- **How to complete this task**: Proceed with the text on belief states in partially observable MDPs, starting after its last sentence.

- **Supplied passage**:
§ §

A Careful Control Loop
Partially observable MDPs; belief states extend MDPs to the case where the agent cannot see the full state. The agent receives observations, maintains a probability distribution over possible states, and chooses actions using that uncertainty rather than pretending the latest sensor packet is complete.
This section develops the contract for decision making when the current observation is not enough. A POMDP keeps the MDP pieces from Section 2.6, then adds an observation model and a belief state. The belief state is not a guess pasted onto the policy. It is the action interface the policy actually receives.
The practical question is: which hidden variables matter for action, what observations give evidence about them, and when should the agent spend an action to gather information rather than rush toward the goal?
A belief state earns its place when it changes what the robot does under uncertainty. If two histories produce the same camera frame but different slip risk, the belief should help the policy choose whether to grasp, slow down, or reobserve.

§ §

- **Material provided**:
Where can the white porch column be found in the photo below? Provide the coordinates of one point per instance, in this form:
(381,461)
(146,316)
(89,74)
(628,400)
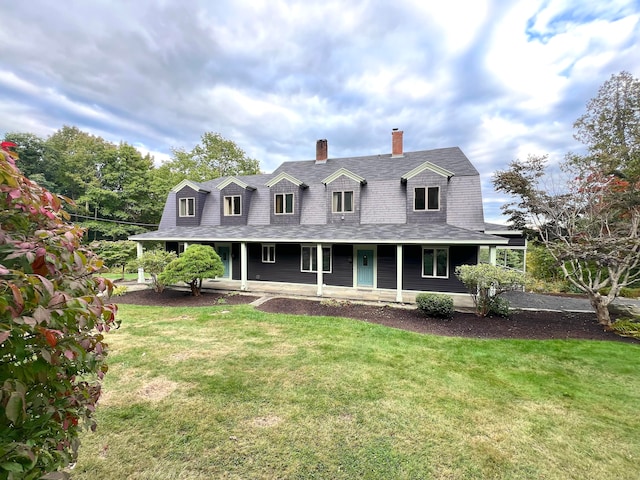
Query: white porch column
(139,252)
(492,254)
(319,264)
(399,273)
(243,266)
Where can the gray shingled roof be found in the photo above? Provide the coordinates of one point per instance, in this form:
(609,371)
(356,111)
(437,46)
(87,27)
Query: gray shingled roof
(416,234)
(380,167)
(371,167)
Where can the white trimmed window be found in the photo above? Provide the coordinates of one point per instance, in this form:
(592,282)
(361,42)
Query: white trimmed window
(187,207)
(268,253)
(342,202)
(283,203)
(426,198)
(232,205)
(309,259)
(435,262)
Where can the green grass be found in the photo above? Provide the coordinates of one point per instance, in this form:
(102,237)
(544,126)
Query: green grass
(230,392)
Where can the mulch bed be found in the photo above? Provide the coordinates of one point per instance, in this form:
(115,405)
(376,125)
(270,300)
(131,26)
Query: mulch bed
(182,298)
(539,325)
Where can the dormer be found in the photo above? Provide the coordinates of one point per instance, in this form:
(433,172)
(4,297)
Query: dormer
(285,199)
(190,198)
(235,200)
(426,193)
(343,189)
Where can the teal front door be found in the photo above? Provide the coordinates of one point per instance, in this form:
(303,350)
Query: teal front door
(226,262)
(365,268)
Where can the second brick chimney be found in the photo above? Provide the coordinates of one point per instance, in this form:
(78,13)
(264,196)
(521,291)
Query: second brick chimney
(396,143)
(322,151)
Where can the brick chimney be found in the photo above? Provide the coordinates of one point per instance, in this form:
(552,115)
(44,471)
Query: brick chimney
(396,143)
(322,151)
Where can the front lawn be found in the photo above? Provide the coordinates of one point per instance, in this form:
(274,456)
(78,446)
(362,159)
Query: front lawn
(230,392)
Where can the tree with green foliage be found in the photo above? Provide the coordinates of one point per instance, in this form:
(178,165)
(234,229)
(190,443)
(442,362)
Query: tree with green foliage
(213,157)
(54,313)
(196,263)
(115,254)
(34,159)
(154,262)
(486,282)
(591,225)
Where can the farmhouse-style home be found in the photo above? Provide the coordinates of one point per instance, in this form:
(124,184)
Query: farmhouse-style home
(401,221)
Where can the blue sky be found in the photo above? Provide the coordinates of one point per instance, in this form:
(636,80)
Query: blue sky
(500,79)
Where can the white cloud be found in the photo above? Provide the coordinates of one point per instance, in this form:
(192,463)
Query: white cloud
(500,79)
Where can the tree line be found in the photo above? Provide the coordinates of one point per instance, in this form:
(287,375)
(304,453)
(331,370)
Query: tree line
(117,191)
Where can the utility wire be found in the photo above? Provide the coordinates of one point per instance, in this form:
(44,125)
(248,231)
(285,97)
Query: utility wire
(113,221)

§ §

- **Answer for the task**:
Theory
A POMDP is often written as $(\mathcal{S}, \mathcal{A}, P, R, \Omega, O, \gamma)$. The new pieces are $\Omega$, the observation space, and $O(o|s,a)$, the probability of receiving observation $o$ after action $a$ when the world is in state $s$. Instead of acting on an unobserved state, the agent acts on a belief $b_t(s)$, a probability distribution over states.
A one-step belief update has the form $$b_{t+1}(s') = \eta O(o_{t+1}|s',a_t)\sum_s P(s'|s,a_t)b_t(s),$$ where $\eta$ normalizes the probabilities so they sum to one. The summation predicts where the hidden state could move after the action. The observation likelihood then favors states that make the new sensor reading plausible.
The mechanism is predict, observe, correct, then act. Prediction uses the transition model to move the old belief forward. Correction uses the observation model to reweight possible states. The resulting belief should be logged because it is the only way to know whether the agent acted from calibrated uncertainty or from a stale guess.
Worked Example
Code Fragment 2.7.1 implements the belief update for a two-state contact problem. A force spike is weakly compatible with a dry surface and strongly compatible with a slippery surface, so the posterior belief should shift toward slip risk.
# Section 2.7: update a belief state from a force observation.
# Predict hidden contact state, then reweight it by observation likelihood.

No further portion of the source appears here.